REQUIRED ACTION:
Using the listing below, report all lines holding the word "person".

INPUT FOR THIS TASK:
+ + + + + + +
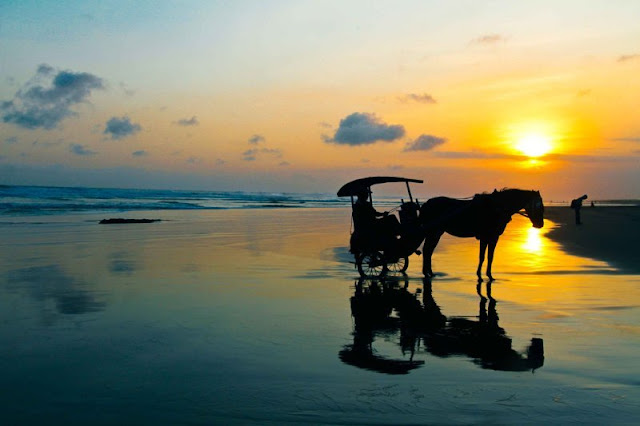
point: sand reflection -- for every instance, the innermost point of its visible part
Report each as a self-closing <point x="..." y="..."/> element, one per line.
<point x="387" y="310"/>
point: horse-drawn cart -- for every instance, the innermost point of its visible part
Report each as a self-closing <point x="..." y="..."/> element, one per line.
<point x="380" y="242"/>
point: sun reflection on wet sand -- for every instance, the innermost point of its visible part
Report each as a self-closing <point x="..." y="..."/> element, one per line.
<point x="533" y="243"/>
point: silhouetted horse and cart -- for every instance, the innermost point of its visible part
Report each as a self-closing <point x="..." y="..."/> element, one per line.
<point x="381" y="243"/>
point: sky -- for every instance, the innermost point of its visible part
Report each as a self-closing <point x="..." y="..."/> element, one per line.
<point x="303" y="96"/>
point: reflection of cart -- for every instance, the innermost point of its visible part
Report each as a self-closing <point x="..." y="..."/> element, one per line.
<point x="376" y="252"/>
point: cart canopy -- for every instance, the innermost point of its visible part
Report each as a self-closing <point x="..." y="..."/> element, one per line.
<point x="356" y="186"/>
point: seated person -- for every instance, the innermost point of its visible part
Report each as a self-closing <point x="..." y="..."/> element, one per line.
<point x="370" y="223"/>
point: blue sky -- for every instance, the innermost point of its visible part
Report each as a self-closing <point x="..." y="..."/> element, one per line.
<point x="304" y="95"/>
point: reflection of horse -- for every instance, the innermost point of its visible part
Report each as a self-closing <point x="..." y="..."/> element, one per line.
<point x="484" y="217"/>
<point x="387" y="309"/>
<point x="485" y="341"/>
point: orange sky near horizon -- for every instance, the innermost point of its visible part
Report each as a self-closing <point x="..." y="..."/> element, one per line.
<point x="305" y="96"/>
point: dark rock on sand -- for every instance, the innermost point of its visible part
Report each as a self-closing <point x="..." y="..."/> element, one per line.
<point x="121" y="220"/>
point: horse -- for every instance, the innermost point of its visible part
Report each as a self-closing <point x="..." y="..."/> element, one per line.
<point x="485" y="217"/>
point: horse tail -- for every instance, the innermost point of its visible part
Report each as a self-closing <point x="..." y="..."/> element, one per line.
<point x="430" y="215"/>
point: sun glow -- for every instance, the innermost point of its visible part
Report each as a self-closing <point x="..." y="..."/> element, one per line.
<point x="534" y="145"/>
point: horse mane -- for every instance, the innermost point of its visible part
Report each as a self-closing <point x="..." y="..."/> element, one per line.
<point x="505" y="191"/>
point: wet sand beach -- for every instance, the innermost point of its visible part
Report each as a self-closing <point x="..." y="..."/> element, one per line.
<point x="607" y="233"/>
<point x="258" y="317"/>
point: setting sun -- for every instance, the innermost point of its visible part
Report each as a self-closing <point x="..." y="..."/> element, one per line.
<point x="533" y="145"/>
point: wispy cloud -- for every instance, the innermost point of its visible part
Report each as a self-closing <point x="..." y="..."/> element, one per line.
<point x="475" y="155"/>
<point x="256" y="139"/>
<point x="423" y="98"/>
<point x="626" y="58"/>
<point x="627" y="139"/>
<point x="81" y="150"/>
<point x="186" y="122"/>
<point x="364" y="129"/>
<point x="121" y="127"/>
<point x="48" y="97"/>
<point x="424" y="143"/>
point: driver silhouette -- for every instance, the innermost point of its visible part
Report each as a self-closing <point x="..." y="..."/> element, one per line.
<point x="371" y="222"/>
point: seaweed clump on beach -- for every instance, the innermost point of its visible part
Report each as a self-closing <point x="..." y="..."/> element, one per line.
<point x="122" y="220"/>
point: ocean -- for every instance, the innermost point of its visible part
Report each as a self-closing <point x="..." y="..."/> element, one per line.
<point x="42" y="200"/>
<point x="18" y="201"/>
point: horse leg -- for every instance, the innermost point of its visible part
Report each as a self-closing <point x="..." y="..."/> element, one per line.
<point x="430" y="243"/>
<point x="483" y="249"/>
<point x="492" y="248"/>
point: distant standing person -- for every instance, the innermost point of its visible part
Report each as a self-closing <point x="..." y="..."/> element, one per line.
<point x="576" y="205"/>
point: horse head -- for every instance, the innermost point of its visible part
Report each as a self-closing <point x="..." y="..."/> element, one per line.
<point x="534" y="209"/>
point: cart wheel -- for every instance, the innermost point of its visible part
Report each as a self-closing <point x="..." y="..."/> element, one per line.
<point x="400" y="266"/>
<point x="370" y="265"/>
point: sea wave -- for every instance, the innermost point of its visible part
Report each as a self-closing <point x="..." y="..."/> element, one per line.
<point x="37" y="200"/>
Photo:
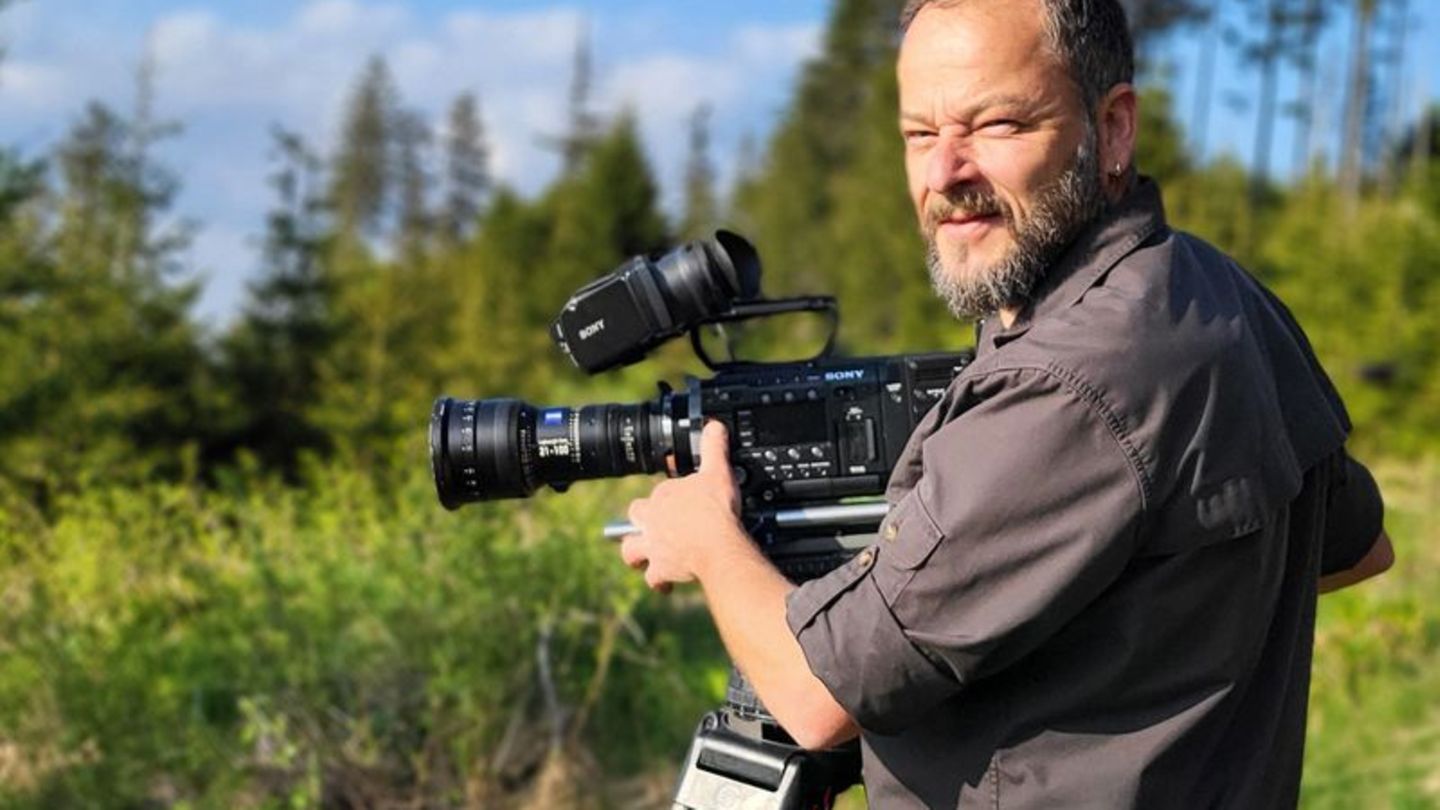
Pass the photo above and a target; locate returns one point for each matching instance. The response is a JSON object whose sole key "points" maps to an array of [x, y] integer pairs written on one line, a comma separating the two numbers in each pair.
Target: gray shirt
{"points": [[1096, 582]]}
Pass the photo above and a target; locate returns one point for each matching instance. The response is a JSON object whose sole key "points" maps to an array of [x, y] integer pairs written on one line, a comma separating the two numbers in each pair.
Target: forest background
{"points": [[225, 580]]}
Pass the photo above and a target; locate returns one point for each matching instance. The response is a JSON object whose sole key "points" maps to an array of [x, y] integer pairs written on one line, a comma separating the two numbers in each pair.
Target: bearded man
{"points": [[1096, 582]]}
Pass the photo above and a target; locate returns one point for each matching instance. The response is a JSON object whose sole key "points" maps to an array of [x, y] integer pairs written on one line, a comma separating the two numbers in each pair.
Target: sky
{"points": [[231, 71]]}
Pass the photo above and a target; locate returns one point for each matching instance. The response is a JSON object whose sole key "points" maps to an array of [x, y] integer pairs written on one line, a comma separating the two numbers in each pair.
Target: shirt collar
{"points": [[1123, 227]]}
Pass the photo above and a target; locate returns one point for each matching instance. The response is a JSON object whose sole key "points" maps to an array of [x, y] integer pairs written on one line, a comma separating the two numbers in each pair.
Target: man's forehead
{"points": [[977, 32], [979, 43]]}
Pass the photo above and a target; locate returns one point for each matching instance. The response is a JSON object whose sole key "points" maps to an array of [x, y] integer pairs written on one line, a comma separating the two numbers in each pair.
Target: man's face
{"points": [[1000, 150]]}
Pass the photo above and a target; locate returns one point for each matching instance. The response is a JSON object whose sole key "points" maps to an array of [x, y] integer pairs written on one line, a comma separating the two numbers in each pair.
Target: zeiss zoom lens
{"points": [[504, 448]]}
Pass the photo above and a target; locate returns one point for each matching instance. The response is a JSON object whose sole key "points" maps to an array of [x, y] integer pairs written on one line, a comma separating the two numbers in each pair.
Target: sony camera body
{"points": [[807, 438], [824, 430]]}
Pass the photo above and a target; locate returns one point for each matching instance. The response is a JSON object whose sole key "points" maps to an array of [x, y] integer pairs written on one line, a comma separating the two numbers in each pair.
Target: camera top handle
{"points": [[762, 309]]}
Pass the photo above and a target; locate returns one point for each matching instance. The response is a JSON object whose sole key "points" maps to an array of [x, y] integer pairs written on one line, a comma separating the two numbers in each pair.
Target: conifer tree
{"points": [[272, 359], [583, 126], [608, 211], [702, 212], [363, 172], [467, 167], [414, 219], [110, 362], [786, 205]]}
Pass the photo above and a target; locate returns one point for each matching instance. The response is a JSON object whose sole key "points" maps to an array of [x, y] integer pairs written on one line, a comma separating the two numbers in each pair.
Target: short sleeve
{"points": [[1026, 509], [1354, 518]]}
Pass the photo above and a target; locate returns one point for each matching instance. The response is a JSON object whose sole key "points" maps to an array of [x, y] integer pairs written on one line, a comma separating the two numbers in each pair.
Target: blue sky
{"points": [[229, 71]]}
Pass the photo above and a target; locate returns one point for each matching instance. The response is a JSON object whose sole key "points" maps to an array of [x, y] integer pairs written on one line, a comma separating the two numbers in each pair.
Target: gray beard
{"points": [[1062, 211]]}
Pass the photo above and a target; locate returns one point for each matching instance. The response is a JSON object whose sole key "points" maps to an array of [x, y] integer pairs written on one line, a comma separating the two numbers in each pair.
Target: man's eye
{"points": [[1001, 127]]}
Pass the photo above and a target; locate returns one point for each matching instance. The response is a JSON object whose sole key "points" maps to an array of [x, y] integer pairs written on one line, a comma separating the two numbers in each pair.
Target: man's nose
{"points": [[951, 163]]}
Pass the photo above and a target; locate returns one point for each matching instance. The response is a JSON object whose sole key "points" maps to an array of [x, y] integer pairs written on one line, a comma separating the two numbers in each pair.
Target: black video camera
{"points": [[802, 435]]}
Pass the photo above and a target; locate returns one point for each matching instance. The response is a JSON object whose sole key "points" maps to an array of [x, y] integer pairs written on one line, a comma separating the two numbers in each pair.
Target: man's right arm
{"points": [[1355, 544], [1375, 562]]}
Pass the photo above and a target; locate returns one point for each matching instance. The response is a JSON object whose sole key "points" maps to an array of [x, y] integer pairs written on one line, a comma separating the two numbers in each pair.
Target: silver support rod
{"points": [[798, 518]]}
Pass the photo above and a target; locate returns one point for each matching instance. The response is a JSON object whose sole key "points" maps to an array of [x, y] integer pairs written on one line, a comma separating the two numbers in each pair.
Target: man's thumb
{"points": [[714, 447]]}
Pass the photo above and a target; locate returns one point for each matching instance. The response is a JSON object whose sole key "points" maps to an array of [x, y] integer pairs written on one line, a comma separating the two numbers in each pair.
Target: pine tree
{"points": [[1357, 103], [414, 219], [702, 212], [467, 167], [271, 361], [363, 172], [110, 372], [786, 205], [583, 127], [604, 214]]}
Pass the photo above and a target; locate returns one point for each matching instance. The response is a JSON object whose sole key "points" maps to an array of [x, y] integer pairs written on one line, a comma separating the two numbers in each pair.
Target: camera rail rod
{"points": [[797, 518]]}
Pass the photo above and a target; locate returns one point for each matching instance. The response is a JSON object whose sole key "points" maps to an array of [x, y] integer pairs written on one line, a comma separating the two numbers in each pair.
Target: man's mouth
{"points": [[969, 225]]}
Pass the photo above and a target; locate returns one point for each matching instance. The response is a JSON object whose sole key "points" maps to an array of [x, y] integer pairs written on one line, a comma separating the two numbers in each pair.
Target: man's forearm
{"points": [[746, 597], [1375, 562]]}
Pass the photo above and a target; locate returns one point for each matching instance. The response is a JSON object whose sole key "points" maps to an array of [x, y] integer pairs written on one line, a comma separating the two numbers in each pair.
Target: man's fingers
{"points": [[657, 582], [632, 551], [714, 447]]}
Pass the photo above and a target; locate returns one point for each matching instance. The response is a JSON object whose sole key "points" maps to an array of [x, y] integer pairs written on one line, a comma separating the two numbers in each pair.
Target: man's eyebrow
{"points": [[974, 108]]}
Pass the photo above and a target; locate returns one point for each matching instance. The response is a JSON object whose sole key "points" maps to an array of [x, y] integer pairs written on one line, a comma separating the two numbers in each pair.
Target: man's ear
{"points": [[1116, 117]]}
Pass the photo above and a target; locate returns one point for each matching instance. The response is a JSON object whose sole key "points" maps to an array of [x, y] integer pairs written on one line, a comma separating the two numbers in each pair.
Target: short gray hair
{"points": [[1090, 39]]}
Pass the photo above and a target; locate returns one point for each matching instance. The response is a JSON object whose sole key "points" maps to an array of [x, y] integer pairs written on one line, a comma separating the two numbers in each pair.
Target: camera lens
{"points": [[504, 448], [703, 277], [617, 319]]}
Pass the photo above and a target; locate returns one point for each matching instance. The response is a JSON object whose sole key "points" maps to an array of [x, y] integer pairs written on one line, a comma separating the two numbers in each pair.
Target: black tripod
{"points": [[740, 758]]}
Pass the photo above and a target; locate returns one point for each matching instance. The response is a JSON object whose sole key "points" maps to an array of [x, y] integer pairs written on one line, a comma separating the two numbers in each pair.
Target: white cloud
{"points": [[231, 81]]}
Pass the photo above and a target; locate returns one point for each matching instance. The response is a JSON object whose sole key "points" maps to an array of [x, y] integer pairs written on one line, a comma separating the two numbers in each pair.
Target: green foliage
{"points": [[337, 642], [105, 365]]}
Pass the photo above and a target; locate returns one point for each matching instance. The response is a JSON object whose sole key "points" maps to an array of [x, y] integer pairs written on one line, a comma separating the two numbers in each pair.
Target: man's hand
{"points": [[683, 521]]}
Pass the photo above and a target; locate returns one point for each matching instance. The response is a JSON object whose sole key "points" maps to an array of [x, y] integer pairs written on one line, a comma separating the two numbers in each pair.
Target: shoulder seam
{"points": [[1102, 410]]}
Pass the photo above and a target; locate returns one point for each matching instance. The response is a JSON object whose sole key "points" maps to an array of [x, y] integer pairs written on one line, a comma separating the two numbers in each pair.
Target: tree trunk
{"points": [[1352, 149]]}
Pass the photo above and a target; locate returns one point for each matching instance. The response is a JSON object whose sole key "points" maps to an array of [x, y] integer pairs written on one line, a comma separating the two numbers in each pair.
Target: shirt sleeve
{"points": [[1354, 518], [1026, 510]]}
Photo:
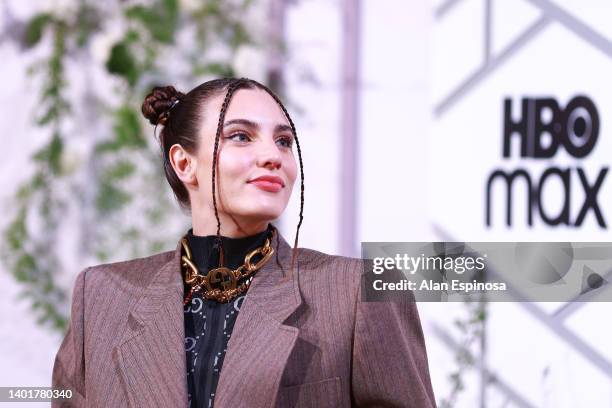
+ + + + + + +
WRITTEN ANSWER:
point: seated person -- for every instance, the innermost point of its visible part
point: distant standing person -- for every instance, the innermost point of its visible part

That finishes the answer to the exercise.